- SUPPLIED MATERIAL:
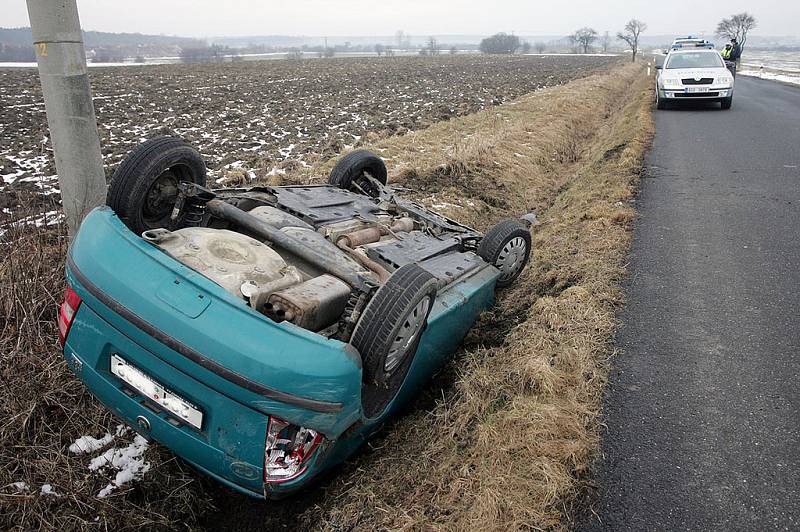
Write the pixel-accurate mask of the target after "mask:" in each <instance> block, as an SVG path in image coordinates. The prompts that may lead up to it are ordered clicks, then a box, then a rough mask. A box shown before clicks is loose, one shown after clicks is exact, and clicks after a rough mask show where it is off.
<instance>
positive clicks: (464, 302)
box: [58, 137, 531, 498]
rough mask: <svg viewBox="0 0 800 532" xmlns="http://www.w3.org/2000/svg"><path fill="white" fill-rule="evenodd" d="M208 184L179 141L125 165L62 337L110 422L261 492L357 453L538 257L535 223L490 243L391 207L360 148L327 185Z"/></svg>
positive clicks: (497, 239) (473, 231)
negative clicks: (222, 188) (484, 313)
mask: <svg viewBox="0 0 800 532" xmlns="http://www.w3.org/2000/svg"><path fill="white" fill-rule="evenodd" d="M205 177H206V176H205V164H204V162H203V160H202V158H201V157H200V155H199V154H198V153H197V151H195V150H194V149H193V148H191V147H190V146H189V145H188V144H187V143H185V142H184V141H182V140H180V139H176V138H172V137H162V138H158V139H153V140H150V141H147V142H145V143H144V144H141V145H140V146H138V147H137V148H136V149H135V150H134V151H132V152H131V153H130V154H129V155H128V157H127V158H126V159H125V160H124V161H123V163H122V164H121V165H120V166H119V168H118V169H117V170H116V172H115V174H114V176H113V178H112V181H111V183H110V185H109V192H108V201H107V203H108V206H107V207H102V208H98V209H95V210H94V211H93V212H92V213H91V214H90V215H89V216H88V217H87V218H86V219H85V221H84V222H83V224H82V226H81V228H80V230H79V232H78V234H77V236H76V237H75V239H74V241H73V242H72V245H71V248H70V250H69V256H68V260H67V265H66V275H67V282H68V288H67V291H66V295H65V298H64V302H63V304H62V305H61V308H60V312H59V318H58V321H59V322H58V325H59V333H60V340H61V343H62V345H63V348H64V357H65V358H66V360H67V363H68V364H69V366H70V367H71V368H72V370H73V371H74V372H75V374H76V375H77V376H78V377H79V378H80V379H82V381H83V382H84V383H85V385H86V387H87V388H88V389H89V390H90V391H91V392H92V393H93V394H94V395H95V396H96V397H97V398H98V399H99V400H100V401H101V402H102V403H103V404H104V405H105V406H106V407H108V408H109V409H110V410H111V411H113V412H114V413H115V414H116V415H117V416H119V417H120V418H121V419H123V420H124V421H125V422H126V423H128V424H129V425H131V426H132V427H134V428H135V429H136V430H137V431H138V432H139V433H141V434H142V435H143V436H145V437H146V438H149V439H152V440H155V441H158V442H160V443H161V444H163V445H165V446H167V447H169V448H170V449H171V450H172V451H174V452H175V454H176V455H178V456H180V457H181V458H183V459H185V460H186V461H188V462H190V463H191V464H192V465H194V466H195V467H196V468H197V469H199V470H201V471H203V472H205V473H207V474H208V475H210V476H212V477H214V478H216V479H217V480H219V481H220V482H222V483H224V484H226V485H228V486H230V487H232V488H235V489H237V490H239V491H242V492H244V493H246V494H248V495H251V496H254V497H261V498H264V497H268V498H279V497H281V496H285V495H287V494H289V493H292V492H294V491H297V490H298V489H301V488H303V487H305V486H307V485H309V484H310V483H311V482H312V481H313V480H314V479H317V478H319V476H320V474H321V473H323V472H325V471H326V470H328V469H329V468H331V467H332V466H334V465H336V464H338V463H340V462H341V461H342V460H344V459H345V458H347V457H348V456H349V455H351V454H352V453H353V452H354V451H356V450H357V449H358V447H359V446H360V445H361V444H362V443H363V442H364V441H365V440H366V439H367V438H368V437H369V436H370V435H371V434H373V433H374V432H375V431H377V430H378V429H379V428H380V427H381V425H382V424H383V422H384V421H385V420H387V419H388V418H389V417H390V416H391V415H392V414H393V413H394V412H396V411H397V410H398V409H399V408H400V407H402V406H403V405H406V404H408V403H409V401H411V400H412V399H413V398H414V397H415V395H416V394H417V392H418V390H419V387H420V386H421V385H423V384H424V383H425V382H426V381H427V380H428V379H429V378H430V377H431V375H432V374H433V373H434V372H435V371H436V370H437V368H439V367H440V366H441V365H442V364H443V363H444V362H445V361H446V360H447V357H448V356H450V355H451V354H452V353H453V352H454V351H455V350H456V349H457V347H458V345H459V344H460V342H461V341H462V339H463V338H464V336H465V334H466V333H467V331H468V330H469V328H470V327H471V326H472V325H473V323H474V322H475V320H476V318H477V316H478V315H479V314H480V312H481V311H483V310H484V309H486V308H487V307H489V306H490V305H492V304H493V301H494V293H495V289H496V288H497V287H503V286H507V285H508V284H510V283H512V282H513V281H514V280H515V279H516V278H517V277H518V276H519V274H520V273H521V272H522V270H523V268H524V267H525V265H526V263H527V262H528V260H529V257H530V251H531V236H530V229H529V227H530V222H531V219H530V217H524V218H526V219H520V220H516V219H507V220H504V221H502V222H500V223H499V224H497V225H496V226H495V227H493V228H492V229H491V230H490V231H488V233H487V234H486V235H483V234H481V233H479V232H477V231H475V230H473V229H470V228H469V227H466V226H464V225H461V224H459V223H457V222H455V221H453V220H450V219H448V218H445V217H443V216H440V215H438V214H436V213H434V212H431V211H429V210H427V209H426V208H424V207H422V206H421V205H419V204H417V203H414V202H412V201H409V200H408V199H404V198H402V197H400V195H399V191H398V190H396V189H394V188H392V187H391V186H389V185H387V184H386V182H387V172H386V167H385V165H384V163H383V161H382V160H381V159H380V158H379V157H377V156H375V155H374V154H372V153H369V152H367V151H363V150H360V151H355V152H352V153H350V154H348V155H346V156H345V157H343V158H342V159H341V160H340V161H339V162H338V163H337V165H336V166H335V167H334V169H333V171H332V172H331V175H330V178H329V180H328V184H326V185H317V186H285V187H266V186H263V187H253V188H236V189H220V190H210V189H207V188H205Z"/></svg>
---
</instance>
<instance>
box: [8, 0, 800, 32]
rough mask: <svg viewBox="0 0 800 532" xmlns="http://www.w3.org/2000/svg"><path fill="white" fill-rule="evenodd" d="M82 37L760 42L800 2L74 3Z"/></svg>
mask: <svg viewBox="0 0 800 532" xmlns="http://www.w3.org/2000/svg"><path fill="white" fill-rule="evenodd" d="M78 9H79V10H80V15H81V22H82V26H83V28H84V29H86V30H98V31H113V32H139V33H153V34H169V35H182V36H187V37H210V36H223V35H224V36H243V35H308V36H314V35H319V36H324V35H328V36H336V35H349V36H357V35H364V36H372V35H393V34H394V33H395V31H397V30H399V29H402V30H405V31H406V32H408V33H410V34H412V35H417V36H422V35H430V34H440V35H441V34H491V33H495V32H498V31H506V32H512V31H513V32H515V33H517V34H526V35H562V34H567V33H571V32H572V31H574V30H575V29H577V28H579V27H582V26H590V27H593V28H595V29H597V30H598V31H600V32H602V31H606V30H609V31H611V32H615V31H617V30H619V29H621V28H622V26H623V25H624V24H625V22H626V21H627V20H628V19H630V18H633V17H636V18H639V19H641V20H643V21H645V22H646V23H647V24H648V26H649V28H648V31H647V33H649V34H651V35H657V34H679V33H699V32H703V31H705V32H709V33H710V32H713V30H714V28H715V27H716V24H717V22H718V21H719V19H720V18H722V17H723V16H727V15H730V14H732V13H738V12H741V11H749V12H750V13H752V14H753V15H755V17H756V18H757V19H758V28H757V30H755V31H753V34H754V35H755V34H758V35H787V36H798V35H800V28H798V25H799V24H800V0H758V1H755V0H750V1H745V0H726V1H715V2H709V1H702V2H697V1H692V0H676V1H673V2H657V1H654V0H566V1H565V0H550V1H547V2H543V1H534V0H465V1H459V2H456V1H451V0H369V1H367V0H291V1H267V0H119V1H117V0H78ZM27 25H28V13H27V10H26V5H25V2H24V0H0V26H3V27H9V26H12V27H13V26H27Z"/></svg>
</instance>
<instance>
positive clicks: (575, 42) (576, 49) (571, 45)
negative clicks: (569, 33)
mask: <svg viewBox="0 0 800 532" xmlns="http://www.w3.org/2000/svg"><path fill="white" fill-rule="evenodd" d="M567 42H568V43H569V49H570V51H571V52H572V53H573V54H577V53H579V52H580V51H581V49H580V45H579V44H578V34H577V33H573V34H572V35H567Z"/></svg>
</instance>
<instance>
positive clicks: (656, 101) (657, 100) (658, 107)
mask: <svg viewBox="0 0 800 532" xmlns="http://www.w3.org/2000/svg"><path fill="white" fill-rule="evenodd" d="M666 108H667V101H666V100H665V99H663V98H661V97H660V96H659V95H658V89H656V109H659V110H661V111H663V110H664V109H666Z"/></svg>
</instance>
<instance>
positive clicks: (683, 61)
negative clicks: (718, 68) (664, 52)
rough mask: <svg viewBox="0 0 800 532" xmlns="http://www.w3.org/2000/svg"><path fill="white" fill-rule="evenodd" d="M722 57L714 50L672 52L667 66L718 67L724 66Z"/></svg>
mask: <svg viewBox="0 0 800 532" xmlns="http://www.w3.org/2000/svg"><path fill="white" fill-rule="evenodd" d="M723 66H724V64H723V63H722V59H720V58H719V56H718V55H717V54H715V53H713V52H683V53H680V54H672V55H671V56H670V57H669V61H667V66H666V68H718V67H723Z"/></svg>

- EXERCISE REQUIREMENTS: Turn everything in the material above, from the line containing "184L179 141L125 165L62" down to the line containing "positive clicks: (497, 239) (473, 231)", into a numbered list with any blank lines left out.

- EXPECTED ANSWER:
1. rough mask: <svg viewBox="0 0 800 532" xmlns="http://www.w3.org/2000/svg"><path fill="white" fill-rule="evenodd" d="M208 184L179 141L125 165L62 337L110 422L261 492L357 453L538 257L535 223L490 243L391 207L360 148L327 185Z"/></svg>
2. positive clicks: (497, 239) (473, 231)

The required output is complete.